- **Brano**:
========
L’esperienza nell’Europa dell’Est aveva chiarito che anche i popoli confinanti potevano essere
“neri” e aveva reso plausibile l’idea che anche gli europei volessero dei “padroni” e fossero
disposti a cedere il proprio “spazio”. Dopo la guerra sembrava più comodo prendere in
considerazione un ritorno in Europa che in Africa. Come in altri casi, Hitler portò idee
indistinte a conclusioni di una durezza spietata. Disse che il gruppo culturale più numeroso
del continente – gli slavi, i vicini orientali della Germania – era una razza inferiore. È
importante ricordare il fatto che il nazismo non assunse mai come obiettivi la realizzazione
di una comunità di uomini solidali e in pace tra loro bensì un modello basato sulla
sopraffazione e sullo sfruttamento. La società a cui aspirava Hitler prevedeva la totale
assenza di Ebrei e una schiavizzazione degli Slavi . Essa doveva essere ovviamente priva di
dissenso politico e di qualunque altra possibile forma politica, senza criminalità, malati di
mente, persone affette da sindromi o da deficit fisici,omosessuali, zingari e appartenenti alla
comunità dei testimoni di Geova. Perciò tutte queste categorie di persone vennero rinchiuse
nei lager. Nel 1933 venne aperto il primo campo di concentramento fu quello di Dachau in
seguito alla rapida ascesa politica di Hitler. Furono necessari cinquanta milioni di morti,
sofferenze inaudite, distruzioni mai viste; furono necessarie due bombe atomiche, per
sconfiggere, infine, il delirio nazista e fascista di dominio di un popolo, visto come ‘razza’
eletta superiore, sull’intera umanità. Finalmente nel 1945 Hitler e i suoi alleati si arresero.
========
- **Materiale di partenza**:
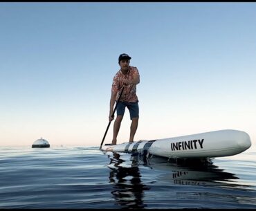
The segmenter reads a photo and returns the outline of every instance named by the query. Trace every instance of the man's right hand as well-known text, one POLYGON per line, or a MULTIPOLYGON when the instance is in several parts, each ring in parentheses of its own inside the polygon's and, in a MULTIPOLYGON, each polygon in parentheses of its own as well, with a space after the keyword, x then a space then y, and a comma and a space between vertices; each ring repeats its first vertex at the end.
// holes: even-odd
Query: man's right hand
POLYGON ((111 122, 115 118, 115 116, 113 115, 113 117, 111 116, 109 116, 109 122, 111 122))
========
- **Compiti**:
A – Nel brano sul nazismo, in che anno si arresero Hitler e i suoi alleati?
B – Indica se ciascuna affermazione concorda con il brano sul nazismo, rispondendo sì o no e citando le parole decisive del brano: (i) Hitler considerava gli slavi una razza inferiore; (ii) il nazismo si proponeva di realizzare una comunità di uomini solidali e in pace; (iii) per sconfiggere il nazismo fu sufficiente una sola bomba atomica.
C – Riscrivi in forma più breve il paragrafo del brano che comincia con "L’esperienza nell’Europa dell’Est", mantenendone i fatti principali.
Il materiale non ha alcun legame con il brano.

- **Risposte**:
A – Nel 1945.

B –
(i) Sì: "gli slavi, i vicini orientali della Germania – era una razza inferiore".
(ii) No: "il nazismo non assunse mai come obiettivi la realizzazione di una comunità di uomini solidali e in pace tra loro".
(iii) No: "furono necessarie due bombe atomiche".

C – L'esperienza nell'Europa dell'Est rese plausibile l'idea che anche i popoli europei confinanti potessero essere "neri", volessero dei "padroni" e fossero disposti a cedere il proprio "spazio". Dopo la guerra, un ritorno in Europa sembrava più comodo di uno in Africa. Hitler portò queste idee a conclusioni spietate e definì gli slavi una razza inferiore. Il nazismo non mirò mai a una comunità solidale e pacifica, ma a un modello fondato su sopraffazione e sfruttamento. Voleva una società senza Ebrei e con gli Slavi schiavizzati. In quella società non dovevano esserci dissenso politico, criminalità, malati di mente, persone con sindromi o deficit fisici, omosessuali, zingari e testimoni di Geova, e queste categorie furono rinchiuse nei lager. Il primo campo di concentramento fu quello di Dachau, aperto nel 1933. Per sconfiggere il delirio nazista e fascista di dominio servirono cinquanta milioni di morti, sofferenze e distruzioni enormi e due bombe atomiche. Nel 1945 Hitler e i suoi alleati si arresero.